* [INFORMATION SHOWN]:
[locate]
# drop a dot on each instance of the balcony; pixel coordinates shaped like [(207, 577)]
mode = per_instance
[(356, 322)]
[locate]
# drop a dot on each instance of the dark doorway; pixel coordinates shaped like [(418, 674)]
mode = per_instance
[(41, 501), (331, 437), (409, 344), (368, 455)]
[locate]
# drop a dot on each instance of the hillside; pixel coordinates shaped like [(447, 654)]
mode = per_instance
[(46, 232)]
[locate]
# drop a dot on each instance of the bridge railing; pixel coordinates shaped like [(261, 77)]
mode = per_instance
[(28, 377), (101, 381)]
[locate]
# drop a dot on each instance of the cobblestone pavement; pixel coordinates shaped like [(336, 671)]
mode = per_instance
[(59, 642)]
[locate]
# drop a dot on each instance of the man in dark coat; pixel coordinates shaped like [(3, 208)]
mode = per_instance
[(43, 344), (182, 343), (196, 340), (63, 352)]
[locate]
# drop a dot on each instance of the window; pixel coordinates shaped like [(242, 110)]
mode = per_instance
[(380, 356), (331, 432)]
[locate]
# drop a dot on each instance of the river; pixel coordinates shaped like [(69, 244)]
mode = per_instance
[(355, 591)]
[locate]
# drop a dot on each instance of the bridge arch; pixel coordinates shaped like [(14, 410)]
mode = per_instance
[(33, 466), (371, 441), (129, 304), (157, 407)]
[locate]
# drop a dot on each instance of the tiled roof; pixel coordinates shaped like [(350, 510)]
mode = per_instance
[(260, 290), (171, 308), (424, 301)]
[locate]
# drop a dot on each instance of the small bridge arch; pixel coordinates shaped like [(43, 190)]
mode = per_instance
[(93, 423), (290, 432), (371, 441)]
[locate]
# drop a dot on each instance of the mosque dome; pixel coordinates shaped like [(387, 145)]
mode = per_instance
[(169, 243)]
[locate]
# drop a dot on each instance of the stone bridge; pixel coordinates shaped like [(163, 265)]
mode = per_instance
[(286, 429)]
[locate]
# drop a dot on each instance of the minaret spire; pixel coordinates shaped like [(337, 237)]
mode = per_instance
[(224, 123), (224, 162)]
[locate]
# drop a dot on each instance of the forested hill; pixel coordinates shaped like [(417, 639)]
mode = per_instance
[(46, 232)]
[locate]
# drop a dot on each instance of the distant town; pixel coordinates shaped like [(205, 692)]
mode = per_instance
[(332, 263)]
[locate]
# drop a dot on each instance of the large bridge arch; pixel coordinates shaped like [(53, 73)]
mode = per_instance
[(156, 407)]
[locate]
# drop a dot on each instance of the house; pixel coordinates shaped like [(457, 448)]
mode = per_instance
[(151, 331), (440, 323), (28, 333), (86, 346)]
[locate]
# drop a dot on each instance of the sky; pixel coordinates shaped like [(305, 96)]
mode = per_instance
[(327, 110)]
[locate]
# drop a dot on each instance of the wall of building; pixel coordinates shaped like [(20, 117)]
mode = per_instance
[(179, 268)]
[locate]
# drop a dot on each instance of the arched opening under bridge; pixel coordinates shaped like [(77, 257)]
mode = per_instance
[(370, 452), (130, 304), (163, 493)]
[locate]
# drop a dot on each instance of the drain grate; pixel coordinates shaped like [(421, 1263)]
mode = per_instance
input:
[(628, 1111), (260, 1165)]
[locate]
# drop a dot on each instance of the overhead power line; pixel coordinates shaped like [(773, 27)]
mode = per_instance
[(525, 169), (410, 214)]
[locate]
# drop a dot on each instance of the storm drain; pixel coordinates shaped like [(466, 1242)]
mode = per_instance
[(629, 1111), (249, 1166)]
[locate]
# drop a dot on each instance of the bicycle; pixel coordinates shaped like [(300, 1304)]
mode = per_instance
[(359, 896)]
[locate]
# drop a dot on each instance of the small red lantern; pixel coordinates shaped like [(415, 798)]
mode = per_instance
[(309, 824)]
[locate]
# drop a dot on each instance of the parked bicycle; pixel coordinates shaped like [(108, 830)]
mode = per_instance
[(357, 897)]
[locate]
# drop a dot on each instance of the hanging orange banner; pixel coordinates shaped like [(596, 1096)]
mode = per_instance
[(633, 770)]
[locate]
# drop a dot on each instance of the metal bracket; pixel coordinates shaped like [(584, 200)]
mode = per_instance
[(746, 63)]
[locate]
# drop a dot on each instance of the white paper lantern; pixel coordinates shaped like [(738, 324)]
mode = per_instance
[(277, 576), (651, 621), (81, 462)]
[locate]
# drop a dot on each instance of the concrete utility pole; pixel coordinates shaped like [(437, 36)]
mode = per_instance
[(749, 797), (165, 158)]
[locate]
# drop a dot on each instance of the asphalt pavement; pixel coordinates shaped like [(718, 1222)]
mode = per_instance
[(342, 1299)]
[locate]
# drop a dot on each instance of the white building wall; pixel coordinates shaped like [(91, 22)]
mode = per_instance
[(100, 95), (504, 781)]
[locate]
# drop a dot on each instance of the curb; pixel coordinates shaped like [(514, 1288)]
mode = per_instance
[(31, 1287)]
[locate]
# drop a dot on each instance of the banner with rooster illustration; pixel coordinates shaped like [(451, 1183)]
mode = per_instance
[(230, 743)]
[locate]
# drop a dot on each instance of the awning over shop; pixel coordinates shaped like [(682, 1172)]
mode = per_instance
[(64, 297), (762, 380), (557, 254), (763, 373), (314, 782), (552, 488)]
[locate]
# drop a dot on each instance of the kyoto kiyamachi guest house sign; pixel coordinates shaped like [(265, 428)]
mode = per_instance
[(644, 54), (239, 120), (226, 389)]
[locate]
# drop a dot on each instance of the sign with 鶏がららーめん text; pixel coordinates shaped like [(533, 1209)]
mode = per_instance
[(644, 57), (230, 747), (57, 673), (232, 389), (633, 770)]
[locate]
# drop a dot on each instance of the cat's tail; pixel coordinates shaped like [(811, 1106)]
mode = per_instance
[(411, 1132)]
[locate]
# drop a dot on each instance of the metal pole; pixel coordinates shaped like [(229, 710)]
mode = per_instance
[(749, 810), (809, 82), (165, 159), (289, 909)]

* [WORK REQUIRED]: Find each line in the records above that contains the word "small", and copy every such line.

* [RESULT OF THE EXERCISE]:
# drop a dot on each instance of the small bridge arch; pixel coordinates shaped like [(43, 190)]
# drop a dot on each instance of the small red lantern; pixel coordinates shaped like [(415, 798)]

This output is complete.